Items in a dataset listing
◇ ◇ ◇ ◇ ◇
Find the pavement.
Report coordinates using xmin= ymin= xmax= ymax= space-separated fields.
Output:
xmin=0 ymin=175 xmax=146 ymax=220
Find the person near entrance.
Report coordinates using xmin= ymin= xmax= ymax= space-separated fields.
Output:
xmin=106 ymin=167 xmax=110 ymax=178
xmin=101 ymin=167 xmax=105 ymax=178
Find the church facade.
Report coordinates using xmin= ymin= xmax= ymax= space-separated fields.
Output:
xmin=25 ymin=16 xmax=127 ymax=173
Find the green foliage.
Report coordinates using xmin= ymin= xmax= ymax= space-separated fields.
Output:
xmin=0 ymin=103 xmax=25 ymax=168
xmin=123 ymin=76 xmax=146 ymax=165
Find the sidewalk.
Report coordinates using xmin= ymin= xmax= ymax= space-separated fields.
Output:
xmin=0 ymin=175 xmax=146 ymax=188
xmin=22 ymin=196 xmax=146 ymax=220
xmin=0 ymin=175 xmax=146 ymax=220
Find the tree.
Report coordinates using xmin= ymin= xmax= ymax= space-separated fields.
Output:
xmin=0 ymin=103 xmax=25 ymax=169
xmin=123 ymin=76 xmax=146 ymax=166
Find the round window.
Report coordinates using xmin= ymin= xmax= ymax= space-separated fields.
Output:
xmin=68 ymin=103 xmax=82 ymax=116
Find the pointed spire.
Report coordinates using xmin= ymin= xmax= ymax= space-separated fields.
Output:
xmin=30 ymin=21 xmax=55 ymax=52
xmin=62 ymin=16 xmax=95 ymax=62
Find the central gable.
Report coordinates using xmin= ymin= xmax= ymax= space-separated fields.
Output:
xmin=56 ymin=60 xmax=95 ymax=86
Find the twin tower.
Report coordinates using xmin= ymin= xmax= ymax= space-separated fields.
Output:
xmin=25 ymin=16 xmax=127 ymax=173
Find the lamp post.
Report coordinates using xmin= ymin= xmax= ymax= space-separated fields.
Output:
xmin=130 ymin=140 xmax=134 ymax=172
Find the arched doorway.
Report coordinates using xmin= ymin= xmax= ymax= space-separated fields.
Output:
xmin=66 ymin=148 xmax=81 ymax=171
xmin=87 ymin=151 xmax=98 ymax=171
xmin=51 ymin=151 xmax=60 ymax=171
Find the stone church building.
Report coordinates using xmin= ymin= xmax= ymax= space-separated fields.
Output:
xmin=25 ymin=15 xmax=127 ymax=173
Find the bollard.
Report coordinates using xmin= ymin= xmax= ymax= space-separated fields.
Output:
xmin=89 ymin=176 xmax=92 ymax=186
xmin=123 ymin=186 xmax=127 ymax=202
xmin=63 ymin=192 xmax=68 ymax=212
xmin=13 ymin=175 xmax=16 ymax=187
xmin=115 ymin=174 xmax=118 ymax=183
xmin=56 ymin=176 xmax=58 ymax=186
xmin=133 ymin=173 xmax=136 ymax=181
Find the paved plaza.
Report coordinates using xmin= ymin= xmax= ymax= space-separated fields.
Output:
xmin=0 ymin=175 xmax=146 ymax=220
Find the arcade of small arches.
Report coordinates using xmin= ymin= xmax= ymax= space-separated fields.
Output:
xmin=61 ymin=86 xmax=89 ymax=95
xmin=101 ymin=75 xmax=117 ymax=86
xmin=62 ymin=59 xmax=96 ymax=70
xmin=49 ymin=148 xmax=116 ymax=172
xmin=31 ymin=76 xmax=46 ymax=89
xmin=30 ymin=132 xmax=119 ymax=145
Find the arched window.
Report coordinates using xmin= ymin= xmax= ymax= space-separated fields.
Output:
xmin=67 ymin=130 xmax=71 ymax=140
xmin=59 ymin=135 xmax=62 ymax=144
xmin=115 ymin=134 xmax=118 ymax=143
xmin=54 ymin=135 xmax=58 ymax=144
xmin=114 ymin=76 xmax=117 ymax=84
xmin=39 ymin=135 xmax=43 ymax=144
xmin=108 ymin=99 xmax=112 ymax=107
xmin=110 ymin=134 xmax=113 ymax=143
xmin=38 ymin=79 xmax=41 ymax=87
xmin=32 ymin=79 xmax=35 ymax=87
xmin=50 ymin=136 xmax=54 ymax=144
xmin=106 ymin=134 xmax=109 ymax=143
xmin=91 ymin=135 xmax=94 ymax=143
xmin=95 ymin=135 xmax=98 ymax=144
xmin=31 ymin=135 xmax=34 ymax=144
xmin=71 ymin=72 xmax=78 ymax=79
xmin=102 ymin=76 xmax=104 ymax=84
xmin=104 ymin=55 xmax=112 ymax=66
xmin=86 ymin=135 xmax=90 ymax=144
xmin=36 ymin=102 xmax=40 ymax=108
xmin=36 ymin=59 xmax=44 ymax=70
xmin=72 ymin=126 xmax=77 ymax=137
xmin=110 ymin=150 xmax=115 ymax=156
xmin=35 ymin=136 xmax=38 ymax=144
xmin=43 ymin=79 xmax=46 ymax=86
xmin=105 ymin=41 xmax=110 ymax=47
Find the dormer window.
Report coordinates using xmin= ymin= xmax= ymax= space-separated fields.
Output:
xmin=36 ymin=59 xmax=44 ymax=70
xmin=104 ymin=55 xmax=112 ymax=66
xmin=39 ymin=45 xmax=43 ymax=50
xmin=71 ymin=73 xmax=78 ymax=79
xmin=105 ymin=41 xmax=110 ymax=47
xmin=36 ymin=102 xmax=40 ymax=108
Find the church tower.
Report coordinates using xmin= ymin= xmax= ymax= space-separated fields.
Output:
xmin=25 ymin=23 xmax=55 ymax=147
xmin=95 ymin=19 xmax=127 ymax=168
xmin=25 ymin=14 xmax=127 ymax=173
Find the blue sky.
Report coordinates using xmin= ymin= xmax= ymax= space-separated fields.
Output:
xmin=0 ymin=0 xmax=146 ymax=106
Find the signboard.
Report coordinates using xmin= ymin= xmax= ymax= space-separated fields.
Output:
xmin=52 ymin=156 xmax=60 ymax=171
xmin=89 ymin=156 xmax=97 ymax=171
◇ ◇ ◇ ◇ ◇
§ WHAT IS REQUIRED: Retype the listing above line for line, with no changes.

§ ANSWER BELOW:
Find the pavement.
Report coordinates using xmin= ymin= xmax= ymax= space-separated fields.
Output:
xmin=0 ymin=175 xmax=146 ymax=220
Find the person near entrance.
Report coordinates using xmin= ymin= xmax= ymax= space-separated fields.
Output:
xmin=106 ymin=167 xmax=110 ymax=178
xmin=101 ymin=167 xmax=105 ymax=178
Find the church facade.
Report coordinates using xmin= ymin= xmax= ymax= space-separated fields.
Output:
xmin=25 ymin=16 xmax=127 ymax=173
Find the green foliage.
Report coordinates using xmin= ymin= xmax= ymax= space-separated fields.
Output:
xmin=0 ymin=103 xmax=25 ymax=168
xmin=123 ymin=76 xmax=146 ymax=165
Find the sidewalk.
Report coordinates using xmin= ymin= xmax= ymax= space-separated fields.
Output:
xmin=0 ymin=175 xmax=146 ymax=188
xmin=22 ymin=196 xmax=146 ymax=220
xmin=0 ymin=175 xmax=146 ymax=220
Find the tree.
Report coordinates using xmin= ymin= xmax= ymax= space-separated fields.
Output:
xmin=0 ymin=103 xmax=25 ymax=169
xmin=123 ymin=76 xmax=146 ymax=166
Find the round window.
Report coordinates using xmin= ymin= xmax= ymax= space-separated fields.
Output:
xmin=68 ymin=103 xmax=82 ymax=116
Find the pointed spire.
Report coordinates using xmin= ymin= xmax= ymax= space-separated fields.
Output:
xmin=30 ymin=21 xmax=55 ymax=52
xmin=62 ymin=16 xmax=95 ymax=62
Find the central gable.
Report coordinates using xmin= ymin= xmax= ymax= space-separated fields.
Output:
xmin=56 ymin=60 xmax=95 ymax=86
Find the twin tower.
Report coordinates using xmin= ymin= xmax= ymax= space-separated fields.
Output:
xmin=25 ymin=16 xmax=127 ymax=173
Find the lamp post.
Report coordinates using xmin= ymin= xmax= ymax= space-separated fields.
Output:
xmin=130 ymin=140 xmax=134 ymax=172
Find the arched doorway.
Report coordinates using xmin= ymin= xmax= ymax= space-separated fields.
Output:
xmin=66 ymin=148 xmax=81 ymax=171
xmin=87 ymin=151 xmax=98 ymax=171
xmin=51 ymin=151 xmax=60 ymax=171
Find the stone church building.
Report coordinates using xmin= ymin= xmax= ymax= space-separated fields.
Output:
xmin=25 ymin=15 xmax=127 ymax=173
Find the bollard.
Report coordinates using xmin= ymin= xmax= ymax= space-separated fields.
Output:
xmin=89 ymin=176 xmax=92 ymax=186
xmin=123 ymin=186 xmax=127 ymax=202
xmin=63 ymin=192 xmax=68 ymax=212
xmin=13 ymin=175 xmax=16 ymax=187
xmin=115 ymin=174 xmax=118 ymax=183
xmin=56 ymin=176 xmax=58 ymax=186
xmin=133 ymin=173 xmax=136 ymax=181
Find the paved plaza.
Report coordinates using xmin= ymin= xmax= ymax= space-separated fields.
Output:
xmin=0 ymin=175 xmax=146 ymax=220
Find the arcade of small arches.
Report coordinates using xmin= ymin= xmax= ymax= space-separated fields.
Output:
xmin=61 ymin=86 xmax=89 ymax=95
xmin=101 ymin=75 xmax=117 ymax=86
xmin=62 ymin=59 xmax=96 ymax=70
xmin=49 ymin=148 xmax=116 ymax=172
xmin=31 ymin=76 xmax=46 ymax=89
xmin=30 ymin=132 xmax=119 ymax=145
Find the arched window.
Report coordinates using xmin= ymin= xmax= ymax= space-separated fields.
Output:
xmin=67 ymin=130 xmax=71 ymax=140
xmin=59 ymin=135 xmax=62 ymax=144
xmin=115 ymin=134 xmax=118 ymax=143
xmin=54 ymin=135 xmax=58 ymax=144
xmin=114 ymin=76 xmax=117 ymax=84
xmin=39 ymin=135 xmax=43 ymax=144
xmin=108 ymin=99 xmax=112 ymax=107
xmin=110 ymin=134 xmax=113 ymax=143
xmin=38 ymin=79 xmax=41 ymax=87
xmin=32 ymin=79 xmax=35 ymax=87
xmin=50 ymin=136 xmax=54 ymax=144
xmin=106 ymin=134 xmax=109 ymax=143
xmin=91 ymin=135 xmax=94 ymax=143
xmin=95 ymin=135 xmax=98 ymax=144
xmin=31 ymin=135 xmax=34 ymax=144
xmin=71 ymin=72 xmax=78 ymax=79
xmin=102 ymin=76 xmax=104 ymax=84
xmin=104 ymin=55 xmax=112 ymax=66
xmin=86 ymin=135 xmax=90 ymax=144
xmin=36 ymin=102 xmax=40 ymax=108
xmin=36 ymin=59 xmax=44 ymax=70
xmin=72 ymin=126 xmax=77 ymax=137
xmin=110 ymin=150 xmax=115 ymax=156
xmin=35 ymin=136 xmax=38 ymax=144
xmin=43 ymin=79 xmax=46 ymax=86
xmin=105 ymin=41 xmax=110 ymax=47
Find the dormer window.
Report coordinates using xmin= ymin= xmax= ymax= space-separated fields.
Output:
xmin=36 ymin=59 xmax=44 ymax=70
xmin=104 ymin=55 xmax=112 ymax=66
xmin=39 ymin=45 xmax=43 ymax=50
xmin=71 ymin=73 xmax=78 ymax=79
xmin=105 ymin=41 xmax=110 ymax=47
xmin=36 ymin=102 xmax=40 ymax=108
Find the church tower.
Report coordinates using xmin= ymin= xmax= ymax= space-separated fields.
Output:
xmin=25 ymin=23 xmax=55 ymax=147
xmin=95 ymin=19 xmax=127 ymax=168
xmin=25 ymin=14 xmax=127 ymax=173
Find the blue sky.
Report coordinates using xmin= ymin= xmax= ymax= space-separated fields.
Output:
xmin=0 ymin=0 xmax=146 ymax=106
Find the signboard.
Report coordinates using xmin= ymin= xmax= ymax= space-separated fields.
Output:
xmin=52 ymin=156 xmax=60 ymax=171
xmin=89 ymin=156 xmax=97 ymax=171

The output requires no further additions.